Tim Berry is the founder and chairman of Palo Alto Software, and he is also the originator of plan-as-you-go business planning. He writes at Planning, Startups, Stories, one of the most popular small business blogs.
Sabrina Parsons has served as the CEO of Palo Alto Software since 2007. Prior to this role she co-founded a software company with her husband in 2001, a company that was purchased by Palo Alto Software in 2002. She is the president of the Princeton Entrepreneurs Network and a significant supporter of entrepreneurs. She blogs as MommyCEO.org.
Sramana: Tim, let’s start at the beginning of your story. Where are you from?
Tim Berry: I started adult life with a masters in journalism. My goal was to have a great journalism career. I started with United Press International, which was very well known back in the 1970s. It was wire service journalism, and I was in Mexico City covering hurricanes, volcanoes, earthquakes, kidnappings, and so on. I was young and it was a fun job. It did not pay anything, but I loved it.
Eventually I realized that I had to start making more money, so I changed course and started business writing. I wrote for McGraw-Hill and Businessweek for five years, still living in Mexico City. At that point I began to realize that it would be more interesting to do business rather than write about business. I applied, and was accepted to the MBA program at Stanford. My wife and I returned from Mexico City to the United States, and I got my MBA in 1981.

Problems to work on —
1. Transcribe the stretch of the Tim Berry interview from "Tim Berry is" through "blogs as MommyCEO.org.".
2. Answer these questions using the Tim Berry interview:
(a) In what year did Sabrina Parsons become CEO of Palo Alto Software?
(b) Which wire service did Tim Berry work for at the start of his journalism career?
(c) In what year did Tim Berry get his MBA?
3. Resume the Tim Berry interview after its final sentence, and carry the conversation forward.

Dataset section —
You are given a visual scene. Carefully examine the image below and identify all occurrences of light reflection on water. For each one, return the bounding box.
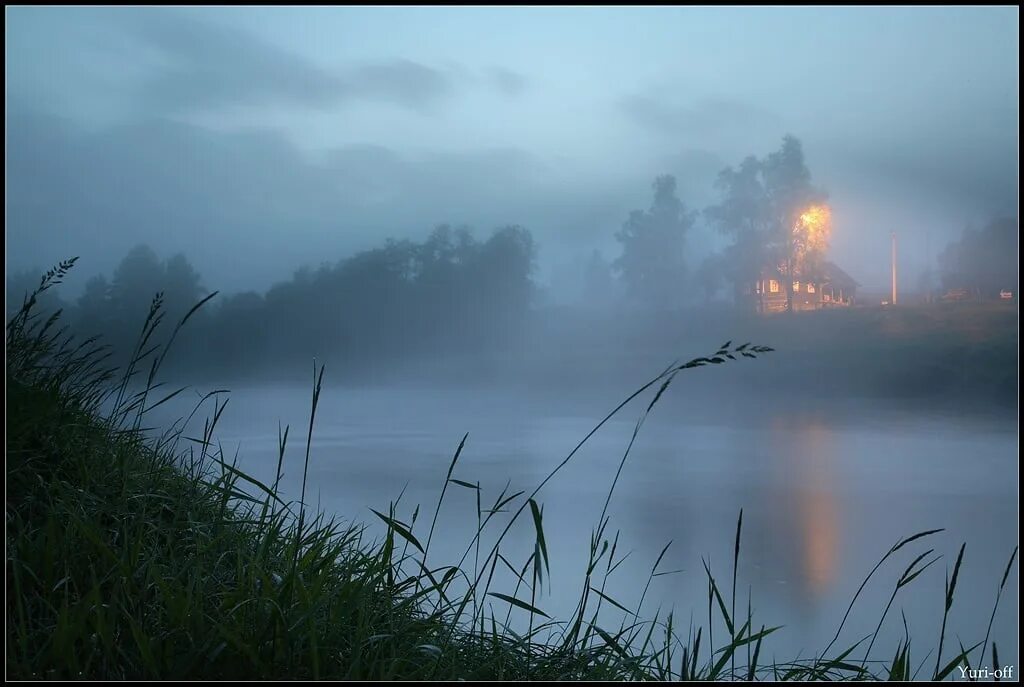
[146,389,1018,662]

Results in order —
1.
Tim Berry is the founder and chairman of Palo Alto Software, and he is also the originator of plan-as-you-go business planning. He writes at Planning, Startups, Stories, one of the most popular small business blogs.
Sabrina Parsons has served as the CEO of Palo Alto Software since 2007. Prior to this role she co-founded a software company with her husband in 2001, a company that was purchased by Palo Alto Software in 2002. She is the president of the Princeton Entrepreneurs Network and a significant supporter of entrepreneurs. She blogs as MommyCEO.org.

2.
(a) 2007
(b) United Press International
(c) 1981

3.
I then went to a fancy consulting company, where I discovered that they did not like me any more than I liked them. It was very hierarchical and and the antithesis of actual innovation and thinking outside of the box. In 1983, I went out on my own and started doing business planning and market research. In 1987, I started making templates to make a product out of a part of my business planning practice. That led to Palo Alto Software being incorporated in 1988.
The key there was that to do my business plan consulting practice correctly, I had to make sure that my clients understood that it was their plan and they needed to execute it. A business plan as a written document is worthless unless the person realizes that it will change every few weeks. Templates helped clients explore the nuances of running a business. Those templates led to an early product called Business Plan Toolkit. We moved to Eugene, Oregon, in 1992. We moved because we wanted to and we could. In 1995, the templates were published again, this time as the software Business Plan Pro. That is how Palo Alto Software got started.
Sramana: When you started the company with the thesis of providing financial model templates for business planning, this was all before the Internet. How did you acquire customers? How did they find you?
Tim Berry: It did not work very well. It was hard to sell templates. I was stubborn and I stuck with it until computing capabilities grew that allowed us to have the model we do today. The early template business was supported by my consulting. It did not break even for a long time.
To find customers, I had a classic paradox problem. I could pay what it cost to advertise in business magazines, where only 1% to 2% of readers were a target market, or I could pay what it cost to advertise in computer magazines where 1% to 2% of readers were in my target market. The private consulting is what I was able to do to support and provide for my family.
Sramana: What kind of consulting were you doing?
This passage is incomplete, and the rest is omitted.